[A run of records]
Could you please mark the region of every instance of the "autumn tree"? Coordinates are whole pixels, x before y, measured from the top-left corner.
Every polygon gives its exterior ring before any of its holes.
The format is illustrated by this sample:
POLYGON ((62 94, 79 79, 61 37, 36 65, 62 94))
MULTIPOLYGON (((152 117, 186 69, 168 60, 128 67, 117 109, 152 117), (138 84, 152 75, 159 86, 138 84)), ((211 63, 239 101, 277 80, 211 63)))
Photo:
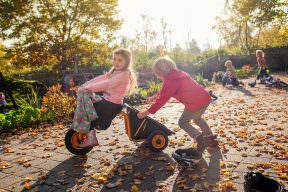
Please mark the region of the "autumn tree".
POLYGON ((0 0, 0 35, 16 65, 103 63, 121 25, 116 7, 117 0, 0 0))

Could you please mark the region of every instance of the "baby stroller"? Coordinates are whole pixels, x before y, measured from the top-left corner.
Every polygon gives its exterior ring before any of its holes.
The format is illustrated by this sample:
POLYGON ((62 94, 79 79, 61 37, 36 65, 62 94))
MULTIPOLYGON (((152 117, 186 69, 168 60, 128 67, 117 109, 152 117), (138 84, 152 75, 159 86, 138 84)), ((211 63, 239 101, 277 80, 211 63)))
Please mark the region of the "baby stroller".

■ Exercise task: Retype all the records shown above, character for character. Omit every picture.

■ Result of this task:
Could you please mark the region of every instance of the "autumn tree"? Coordinates are whole pixels, x before y, measured from the top-left corner.
Every polygon gives its exterior ring before any of its holes.
The format is illustrated by this sample:
POLYGON ((62 94, 79 79, 61 37, 36 65, 62 94))
MULTIPOLYGON (((152 117, 186 69, 168 60, 128 67, 117 109, 152 117), (138 84, 152 75, 159 86, 138 84)), ((211 63, 239 101, 277 80, 211 63)))
Photo:
Please mark the region of the "autumn tree".
POLYGON ((0 0, 0 35, 16 65, 103 63, 121 25, 116 7, 117 0, 0 0))

Could you please mark the region of every instance of the "baby stroller"? Coordinates are whole pixels, x before y, measured from the top-left corner.
Every polygon gives its exterior ring before any of its holes.
The format is illustrated by this sample:
POLYGON ((62 94, 79 79, 61 37, 36 65, 62 94))
MULTIPOLYGON (((152 117, 186 69, 168 60, 128 67, 117 109, 152 117), (138 84, 152 75, 159 86, 138 84)), ((211 63, 239 101, 277 80, 211 63)))
Please mark the region of the "baby stroller".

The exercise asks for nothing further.